Please name the three drugs that make up Vicks Action 500 Extra, according to the article on the drug ban.

▶ PROVIDED PASSAGE
※ ※ ※

FMCG firm Procter & Gamble (P&G) has discontinued manufacture and sale of its popular brand 'Vicks Action 500 Extra' with immediate effect after the government banned 344 fixed dose combination drugs. The company has also said that it will challenge the ban.
Here's is an all you need to know about the development:
What is the ban all about?
The government on Monday banned 344 fixed dose combination (FDC) drugs, including several antibiotics and analgesics, saying that a government-appointed panel of experts had found the combinations lacked "therapeutic justification". An FDC is a drug that is a combination of two or more drugs in fixed proportion. Vicks Action 500 extra is a combination of Paracetamol, Phenylephrine and Caffeine.
According to the notification, the government, as per the recommendation of an expert committee, found that "it is necessary and expedient in public interest to regulate by way of prohibition of manufacture for sale, sale and distribution for human use" of the drugs.
For a full list of the drugs banned, click here.
What does the move mean for the consumer?

※ ※ ※

▶ DATA FOR REVIEW
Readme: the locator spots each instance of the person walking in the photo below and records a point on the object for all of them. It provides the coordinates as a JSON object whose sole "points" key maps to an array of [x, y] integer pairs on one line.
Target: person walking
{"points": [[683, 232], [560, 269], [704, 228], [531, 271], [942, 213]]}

※ ※ ※

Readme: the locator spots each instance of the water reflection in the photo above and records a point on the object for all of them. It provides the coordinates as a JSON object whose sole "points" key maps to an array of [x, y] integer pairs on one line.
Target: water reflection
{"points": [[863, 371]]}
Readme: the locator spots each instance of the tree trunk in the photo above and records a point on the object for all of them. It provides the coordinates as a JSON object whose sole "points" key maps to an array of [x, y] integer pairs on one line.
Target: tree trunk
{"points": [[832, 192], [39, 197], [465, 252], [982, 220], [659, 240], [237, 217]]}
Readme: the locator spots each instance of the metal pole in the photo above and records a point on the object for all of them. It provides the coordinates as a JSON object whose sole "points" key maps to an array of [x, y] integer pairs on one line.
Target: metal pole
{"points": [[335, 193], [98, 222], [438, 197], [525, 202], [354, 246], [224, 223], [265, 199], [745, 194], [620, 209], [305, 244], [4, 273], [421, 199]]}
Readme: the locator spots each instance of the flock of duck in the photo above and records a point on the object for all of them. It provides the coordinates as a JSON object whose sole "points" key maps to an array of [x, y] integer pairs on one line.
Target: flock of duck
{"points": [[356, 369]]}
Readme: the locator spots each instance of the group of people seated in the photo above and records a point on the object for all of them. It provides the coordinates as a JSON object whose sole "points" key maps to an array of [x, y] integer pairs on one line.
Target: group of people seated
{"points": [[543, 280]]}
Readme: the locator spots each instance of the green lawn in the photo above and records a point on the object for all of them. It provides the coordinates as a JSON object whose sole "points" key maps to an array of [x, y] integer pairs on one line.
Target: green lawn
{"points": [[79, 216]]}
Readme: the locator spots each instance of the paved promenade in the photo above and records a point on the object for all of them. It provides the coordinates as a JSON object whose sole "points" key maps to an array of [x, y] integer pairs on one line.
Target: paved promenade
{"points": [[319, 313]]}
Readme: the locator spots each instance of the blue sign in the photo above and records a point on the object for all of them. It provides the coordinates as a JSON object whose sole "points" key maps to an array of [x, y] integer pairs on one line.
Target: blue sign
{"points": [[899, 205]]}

※ ※ ※

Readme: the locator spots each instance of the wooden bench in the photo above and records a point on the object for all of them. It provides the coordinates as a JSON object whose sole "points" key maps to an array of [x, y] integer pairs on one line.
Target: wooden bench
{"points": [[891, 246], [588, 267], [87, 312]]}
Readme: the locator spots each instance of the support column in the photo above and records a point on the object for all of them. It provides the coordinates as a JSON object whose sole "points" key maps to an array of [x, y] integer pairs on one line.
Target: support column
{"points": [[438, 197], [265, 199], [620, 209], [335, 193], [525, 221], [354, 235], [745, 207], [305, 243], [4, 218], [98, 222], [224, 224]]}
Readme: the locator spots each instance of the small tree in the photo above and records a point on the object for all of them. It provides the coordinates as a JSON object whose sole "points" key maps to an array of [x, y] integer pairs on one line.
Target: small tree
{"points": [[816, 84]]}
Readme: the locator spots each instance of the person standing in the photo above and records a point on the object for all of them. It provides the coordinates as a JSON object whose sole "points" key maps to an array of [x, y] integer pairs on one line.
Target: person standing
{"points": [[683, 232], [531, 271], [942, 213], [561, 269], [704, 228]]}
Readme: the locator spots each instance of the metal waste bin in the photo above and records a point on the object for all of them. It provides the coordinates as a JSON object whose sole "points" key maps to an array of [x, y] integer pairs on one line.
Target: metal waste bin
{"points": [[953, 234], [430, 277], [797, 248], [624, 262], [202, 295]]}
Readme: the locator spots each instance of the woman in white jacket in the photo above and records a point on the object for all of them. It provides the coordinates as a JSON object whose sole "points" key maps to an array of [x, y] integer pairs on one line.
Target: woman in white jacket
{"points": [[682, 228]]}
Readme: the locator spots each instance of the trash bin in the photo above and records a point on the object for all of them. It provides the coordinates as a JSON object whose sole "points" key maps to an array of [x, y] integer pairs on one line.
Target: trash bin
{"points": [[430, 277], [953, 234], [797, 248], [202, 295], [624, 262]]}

※ ※ ※

▶ WRITTEN ANSWER
Paracetamol, Phenylephrine and Caffeine